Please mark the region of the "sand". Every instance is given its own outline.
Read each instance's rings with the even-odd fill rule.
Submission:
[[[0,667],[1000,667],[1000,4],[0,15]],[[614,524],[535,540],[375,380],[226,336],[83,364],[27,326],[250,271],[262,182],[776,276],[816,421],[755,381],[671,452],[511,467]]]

********

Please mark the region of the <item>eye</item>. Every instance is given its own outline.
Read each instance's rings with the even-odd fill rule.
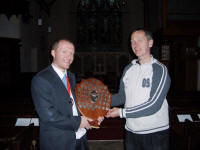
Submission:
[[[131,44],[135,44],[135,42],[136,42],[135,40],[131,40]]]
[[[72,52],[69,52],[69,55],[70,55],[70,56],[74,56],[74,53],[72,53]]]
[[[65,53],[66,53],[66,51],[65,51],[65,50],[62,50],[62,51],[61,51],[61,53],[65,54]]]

********

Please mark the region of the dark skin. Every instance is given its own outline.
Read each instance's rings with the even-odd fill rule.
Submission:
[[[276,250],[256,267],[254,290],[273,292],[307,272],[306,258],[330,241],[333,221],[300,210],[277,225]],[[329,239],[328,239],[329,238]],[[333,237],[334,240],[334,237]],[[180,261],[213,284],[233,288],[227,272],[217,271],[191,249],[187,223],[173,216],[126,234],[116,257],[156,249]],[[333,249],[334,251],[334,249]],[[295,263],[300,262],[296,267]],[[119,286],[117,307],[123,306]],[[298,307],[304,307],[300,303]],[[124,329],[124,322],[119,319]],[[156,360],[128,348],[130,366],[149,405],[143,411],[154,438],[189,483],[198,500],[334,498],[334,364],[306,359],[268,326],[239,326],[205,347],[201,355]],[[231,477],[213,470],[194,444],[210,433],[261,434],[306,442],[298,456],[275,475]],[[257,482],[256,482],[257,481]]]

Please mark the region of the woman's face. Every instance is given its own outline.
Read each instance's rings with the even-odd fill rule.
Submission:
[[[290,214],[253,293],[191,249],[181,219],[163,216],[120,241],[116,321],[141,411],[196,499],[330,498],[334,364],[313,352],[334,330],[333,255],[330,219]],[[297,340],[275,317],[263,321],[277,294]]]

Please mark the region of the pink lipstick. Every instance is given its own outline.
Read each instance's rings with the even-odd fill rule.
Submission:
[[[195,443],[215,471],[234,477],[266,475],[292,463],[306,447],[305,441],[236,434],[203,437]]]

********

◆ Work instruction ◆
Looking at the data above, say how many lines contain "mark", and give no other words.

◆ Solution to the exercise ◆
5